> **HOW TO COMPLETE THIS TASK**
Repeat verbatim the lines of the data below, beginning with the line containing "Step 1: Look at the image. Step 2: Identify every house" and continuing to the end.

> **TASK DATA**
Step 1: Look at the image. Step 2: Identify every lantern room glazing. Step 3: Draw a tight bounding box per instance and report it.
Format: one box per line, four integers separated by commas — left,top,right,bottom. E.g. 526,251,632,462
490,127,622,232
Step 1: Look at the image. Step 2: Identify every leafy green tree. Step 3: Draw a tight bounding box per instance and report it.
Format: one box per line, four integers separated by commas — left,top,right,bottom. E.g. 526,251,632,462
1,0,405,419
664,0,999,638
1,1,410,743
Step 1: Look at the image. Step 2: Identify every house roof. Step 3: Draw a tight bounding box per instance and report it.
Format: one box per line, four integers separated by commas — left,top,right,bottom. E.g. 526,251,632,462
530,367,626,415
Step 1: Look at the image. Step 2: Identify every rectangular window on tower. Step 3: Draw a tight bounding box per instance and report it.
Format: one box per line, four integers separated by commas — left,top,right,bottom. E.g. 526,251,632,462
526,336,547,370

> **PROBLEM SOLUTION**
Step 1: Look at the image. Step 2: Identify every house roof. Step 3: Draw a tight bounding box per instance and report it.
Format: one box per line, four integers separated by commas — left,top,right,bottom. E.g. 526,251,632,462
530,367,626,415
Step 1: Look at the image. Step 2: Identify every rectangular window on tower. Step 3: Draw a tight bounding box per instance and report it.
Format: one box per line, four integers separated by commas — left,top,right,bottom. E.g. 526,251,632,462
526,336,547,370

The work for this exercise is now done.